Reproduza sem alterações o trecho do texto sobre os vistos de Bordéus que começa em "Ora, isto é" e segue até "Aristides facilitava vistos).".

▸ **TEXTO CITADO**
☆ ☆ ☆ ☆ ☆ ☆ ☆
E, com o número 2.245, temos o visto a Fredrich (Kantor) Torberg em 19 de Junho, portanto, no último dia de Aristides como cônsul efectivo em Bordéus, e último dos três dias da ira em Bordéus.

Assim, o número do visto dado a Spett, regularmente pago, tem de estar entre 2.000 e 2.100, mais ou menos. Não precisou de consulta a Lisboa, porque já tinha visto do Haiti.

Quer dizer que, desde o princípio do ano até ao fim do dia 19 de Junho, não se chegaram a dar 2.500 vistos no Consulado de Bordéus.






Quem só ler Rui Afonso e acreditar em tudo o que ele diz ou insinua, ficará provavelmente com a ideia de que só Bordéus e, depois, Bayonne, é que deram vistos consulares para Portugal nos começos da 2.ª grande guerra.

Ora, isto é completamente errado, estando muitíssimo longe de ser assim.

De facto, no caminho do avanço das tropas alemãs, nós tínhamos em funcionamento ( e ainda temos), entre outros em França, os seguintes postos consulares:

a) dois na Holanda: um em Roterdão, e outro na Secção Consular da Legação da Haia;
b) um na Bélgica, em Antuérpia;
c) um em Paris.

Tudo isto muito antes de se chegar a Bordéus ou Bayonne. Todos estes postos consulares deram muitos vistos, como qualquer pessoa normal perceberá que terão de ter dado, pois não há qualquer razão para os refugiados só estarem à espera de obterem vistos em Bordéus e Bayonne (ainda não se sabia que Aristides facilitava vistos).

Portanto, a grande vaga de refugiados que procura Portugal através da França não engloba apenas os que obtiveram vistos em Bordéus e Bayonne, longe disso.

Por outro lado, se atendermos ao número de telegramas do MNE para Bayonne (1.999 até 25 de Junho de 1940), concluiremos que também aproximadamente esse número de vistos sob consulta a Lisboa ali foi dado. Isto é, um número muito próximo dos vistos dados em Bordéus em igual período (cerca de 2.500, entre regulares e irregulares).
☆ ☆ ☆ ☆ ☆ ☆ ☆
▸ **MATERIAL FORNECIDO**
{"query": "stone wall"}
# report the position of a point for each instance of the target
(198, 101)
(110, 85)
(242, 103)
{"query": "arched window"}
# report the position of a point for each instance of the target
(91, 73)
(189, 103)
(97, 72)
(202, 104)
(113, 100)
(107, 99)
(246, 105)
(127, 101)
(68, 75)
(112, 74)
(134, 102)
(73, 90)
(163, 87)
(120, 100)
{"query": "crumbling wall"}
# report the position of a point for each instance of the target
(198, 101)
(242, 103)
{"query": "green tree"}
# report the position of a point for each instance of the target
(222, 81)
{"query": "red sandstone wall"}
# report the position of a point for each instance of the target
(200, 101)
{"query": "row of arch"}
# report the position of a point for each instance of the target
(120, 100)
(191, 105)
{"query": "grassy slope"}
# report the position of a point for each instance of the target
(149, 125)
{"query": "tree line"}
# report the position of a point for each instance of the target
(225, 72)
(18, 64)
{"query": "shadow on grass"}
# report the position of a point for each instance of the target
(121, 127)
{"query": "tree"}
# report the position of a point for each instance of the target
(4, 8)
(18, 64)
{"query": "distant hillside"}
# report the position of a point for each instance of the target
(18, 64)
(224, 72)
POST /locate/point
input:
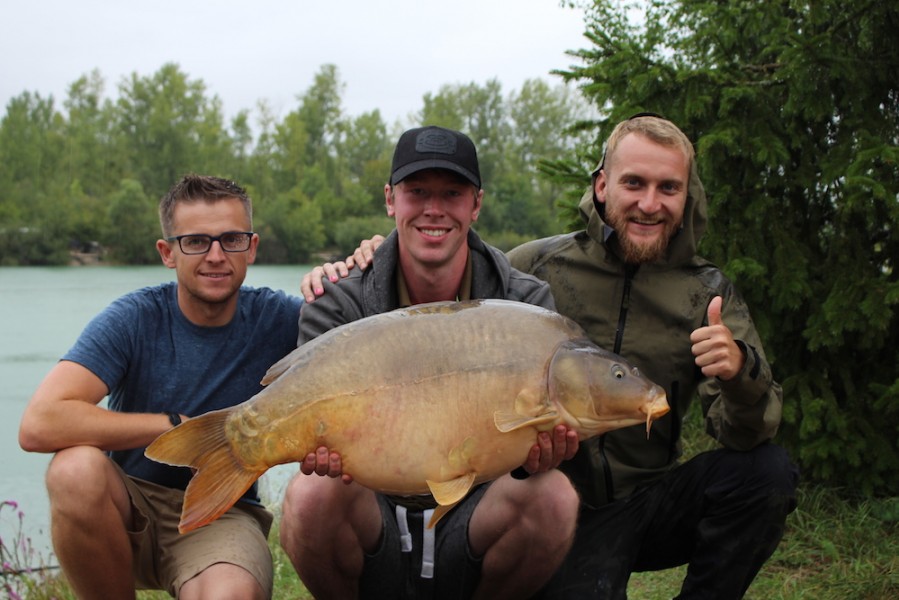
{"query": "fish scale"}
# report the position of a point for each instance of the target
(434, 399)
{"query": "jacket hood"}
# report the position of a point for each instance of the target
(684, 243)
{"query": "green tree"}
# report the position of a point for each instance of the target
(169, 127)
(794, 110)
(134, 226)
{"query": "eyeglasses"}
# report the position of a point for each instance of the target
(200, 243)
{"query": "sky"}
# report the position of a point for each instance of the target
(389, 53)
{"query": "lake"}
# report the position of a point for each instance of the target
(42, 312)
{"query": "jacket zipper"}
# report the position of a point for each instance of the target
(629, 272)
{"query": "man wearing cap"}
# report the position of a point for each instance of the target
(507, 537)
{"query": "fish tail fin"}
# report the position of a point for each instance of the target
(220, 478)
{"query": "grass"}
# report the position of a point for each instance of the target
(836, 546)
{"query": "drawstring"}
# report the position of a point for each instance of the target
(405, 536)
(429, 538)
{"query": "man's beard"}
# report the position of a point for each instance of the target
(635, 253)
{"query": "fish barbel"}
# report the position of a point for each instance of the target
(434, 398)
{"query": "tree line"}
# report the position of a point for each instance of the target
(793, 108)
(89, 174)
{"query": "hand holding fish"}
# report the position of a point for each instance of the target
(716, 352)
(550, 450)
(324, 462)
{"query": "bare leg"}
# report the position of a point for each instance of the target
(89, 514)
(327, 527)
(523, 529)
(222, 581)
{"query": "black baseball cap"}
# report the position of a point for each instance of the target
(435, 148)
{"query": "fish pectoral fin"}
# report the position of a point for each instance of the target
(438, 514)
(507, 420)
(220, 479)
(448, 493)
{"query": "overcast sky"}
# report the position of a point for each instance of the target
(389, 53)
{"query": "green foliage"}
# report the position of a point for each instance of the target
(94, 172)
(794, 110)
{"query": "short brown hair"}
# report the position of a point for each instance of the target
(196, 188)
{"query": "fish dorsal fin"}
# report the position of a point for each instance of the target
(507, 420)
(281, 367)
(448, 493)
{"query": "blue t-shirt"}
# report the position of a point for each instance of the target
(153, 360)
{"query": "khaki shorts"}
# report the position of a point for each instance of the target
(165, 559)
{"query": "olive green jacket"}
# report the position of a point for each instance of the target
(646, 314)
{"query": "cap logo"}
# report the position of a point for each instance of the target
(435, 141)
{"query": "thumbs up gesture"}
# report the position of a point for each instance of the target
(714, 348)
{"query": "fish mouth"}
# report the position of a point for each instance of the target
(654, 409)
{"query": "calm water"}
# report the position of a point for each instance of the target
(42, 312)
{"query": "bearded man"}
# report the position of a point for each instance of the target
(633, 280)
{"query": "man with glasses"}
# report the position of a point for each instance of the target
(162, 354)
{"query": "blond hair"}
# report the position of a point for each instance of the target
(656, 129)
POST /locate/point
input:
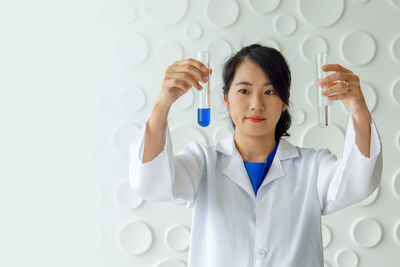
☆ ☆ ☆ ☆ ☆ ☆ ☆
▸ **RESPOSTA CERTA**
Ora, isto é completamente errado, estando muitíssimo longe de ser assim.

De facto, no caminho do avanço das tropas alemãs, nós tínhamos em funcionamento ( e ainda temos), entre outros em França, os seguintes postos consulares:

a) dois na Holanda: um em Roterdão, e outro na Secção Consular da Legação da Haia;
b) um na Bélgica, em Antuérpia;
c) um em Paris.

Tudo isto muito antes de se chegar a Bordéus ou Bayonne. Todos estes postos consulares deram muitos vistos, como qualquer pessoa normal perceberá que terão de ter dado, pois não há qualquer razão para os refugiados só estarem à espera de obterem vistos em Bordéus e Bayonne (ainda não se sabia que Aristides facilitava vistos).